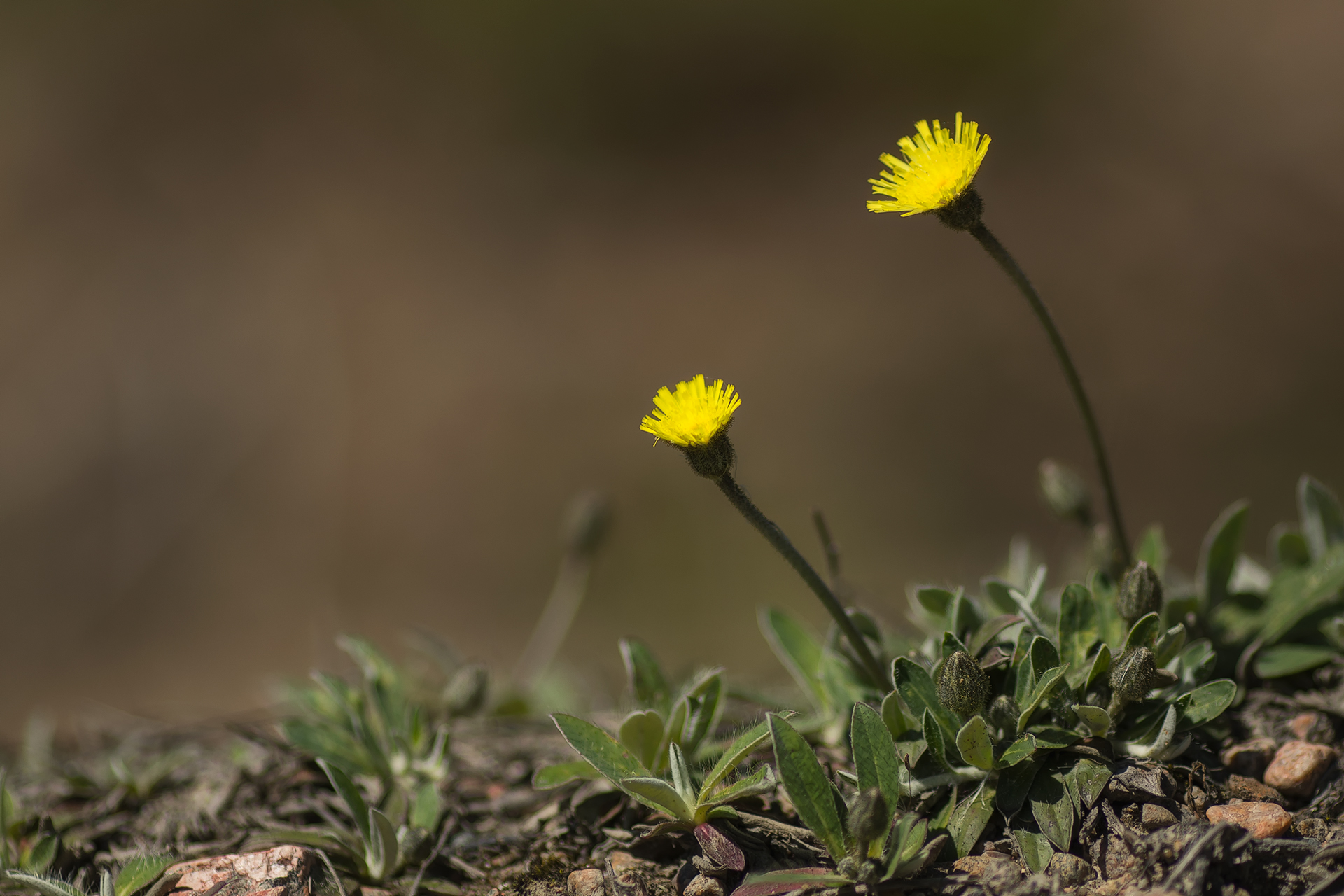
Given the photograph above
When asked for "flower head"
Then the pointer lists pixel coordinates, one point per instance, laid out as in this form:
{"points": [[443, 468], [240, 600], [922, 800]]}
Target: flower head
{"points": [[694, 414], [939, 168]]}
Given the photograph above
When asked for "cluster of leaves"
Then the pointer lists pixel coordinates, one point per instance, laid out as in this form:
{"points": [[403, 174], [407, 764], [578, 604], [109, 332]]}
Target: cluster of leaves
{"points": [[1287, 617]]}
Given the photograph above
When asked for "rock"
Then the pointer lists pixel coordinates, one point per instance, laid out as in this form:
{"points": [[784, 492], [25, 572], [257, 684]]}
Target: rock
{"points": [[1252, 790], [1250, 758], [1312, 727], [1069, 869], [1297, 767], [587, 881], [1156, 817], [1262, 820], [284, 871], [704, 886]]}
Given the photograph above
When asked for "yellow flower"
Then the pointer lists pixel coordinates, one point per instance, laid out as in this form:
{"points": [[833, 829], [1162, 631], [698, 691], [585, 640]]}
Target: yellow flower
{"points": [[692, 414], [937, 168]]}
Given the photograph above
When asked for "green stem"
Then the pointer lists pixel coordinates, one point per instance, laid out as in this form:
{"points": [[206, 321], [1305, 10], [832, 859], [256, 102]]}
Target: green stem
{"points": [[1075, 384], [780, 542]]}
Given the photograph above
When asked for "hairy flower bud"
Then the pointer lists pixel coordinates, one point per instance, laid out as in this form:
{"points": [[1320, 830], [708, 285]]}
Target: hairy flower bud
{"points": [[962, 685], [1140, 593], [1135, 675], [1065, 492], [870, 817]]}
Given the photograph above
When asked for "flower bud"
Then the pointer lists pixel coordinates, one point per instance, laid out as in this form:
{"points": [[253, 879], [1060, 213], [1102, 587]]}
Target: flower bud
{"points": [[1140, 593], [1135, 675], [870, 817], [962, 685], [1065, 492], [1003, 713], [713, 460]]}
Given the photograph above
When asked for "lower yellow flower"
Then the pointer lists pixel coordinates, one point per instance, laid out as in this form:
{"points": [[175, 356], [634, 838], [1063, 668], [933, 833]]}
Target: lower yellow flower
{"points": [[939, 167], [692, 414]]}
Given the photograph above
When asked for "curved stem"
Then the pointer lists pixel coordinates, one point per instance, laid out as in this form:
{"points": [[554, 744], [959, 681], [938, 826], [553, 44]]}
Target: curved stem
{"points": [[780, 542], [1075, 384]]}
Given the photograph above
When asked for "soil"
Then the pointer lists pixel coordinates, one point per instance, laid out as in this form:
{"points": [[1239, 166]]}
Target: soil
{"points": [[225, 789]]}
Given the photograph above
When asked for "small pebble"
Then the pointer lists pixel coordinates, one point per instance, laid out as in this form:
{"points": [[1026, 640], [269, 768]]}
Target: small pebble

Your assignment: Print the whole listing above exactly, and keep every picture out of the copy.

Reply to the task:
Given the photograph above
When asked for "flower head"
Then the pointer lists pixel coordinates, one point per instance, laid out as in this form:
{"points": [[443, 468], [240, 600], [922, 800]]}
Target: flower head
{"points": [[694, 414], [939, 168]]}
Given the photograph above
When asked for "cluster of leaves"
Then the pointer lists pixel coordinates, one point per instance, laid out as in this form:
{"points": [[403, 174], [407, 764], [578, 604], [109, 332]]}
Target: cluster of leaves
{"points": [[1287, 617]]}
Given the photograph above
When asked for "rock"
Then the pointer lists pixel coordinates, one point per instance, laid out as in this form:
{"points": [[784, 492], [25, 572], [257, 684]]}
Target: rock
{"points": [[1252, 790], [1250, 758], [1312, 727], [1069, 869], [1297, 767], [587, 881], [1156, 817], [1262, 820], [284, 871], [704, 886]]}
Given the photograph above
When asked for "yellow flower"
Then the pointer lists pixel coordinates, one point per instance, laid out as in this form:
{"points": [[833, 829], [1162, 631], [698, 691], [585, 640]]}
Target: yellow flower
{"points": [[692, 414], [937, 168]]}
Given the photograph above
When asked for "green stem"
Then the pointer lists pixel coordinates, one point per instance, laid out as in this form:
{"points": [[206, 321], [1305, 10], [832, 859], [256, 102]]}
Target: green stem
{"points": [[1075, 384], [780, 542]]}
Given the photograph above
When asked for "hairy flower bud"
Then the pointer lists pixel coordinates, one point per instance, laid out as in this form:
{"points": [[1320, 830], [708, 285]]}
Target: hairy flower bud
{"points": [[962, 685], [1140, 593], [1135, 675], [1065, 492], [870, 817]]}
Given the photograph above
When asked for "flower bud"
Then the pointer lists pixel coordinates, one point per instance, laid out as in this form:
{"points": [[253, 879], [1060, 213], [1102, 587]]}
Target: flower bud
{"points": [[1140, 593], [1135, 675], [870, 817], [962, 685], [1065, 492], [1003, 713], [713, 460]]}
Given the photograph above
When asked for "lower yellow flower"
Then the pointer lists pixel coordinates, one point per instance, laid out as in this form:
{"points": [[175, 356], [634, 838], [1063, 668], [933, 833]]}
Target: lower yellow flower
{"points": [[939, 167], [692, 414]]}
Given the photograph above
When asked for "curved stem"
Then the pointer lists pixel coordinates, one point per instance, laid out as in this form:
{"points": [[554, 744], [959, 681], [938, 826], [553, 44]]}
Target: curved stem
{"points": [[780, 542], [1075, 384]]}
Given the photograph above
When asked for "soil"
Then the pointer lists pixel coordinates, one point per instance, laid out as in this form:
{"points": [[1239, 166]]}
Target: soil
{"points": [[225, 789]]}
Given the photograph above
When asked for "small pebble"
Then the pointer lists pixel coordinates, one point per instance, laid out as in this form:
{"points": [[1026, 640], [269, 768]]}
Target: small pebble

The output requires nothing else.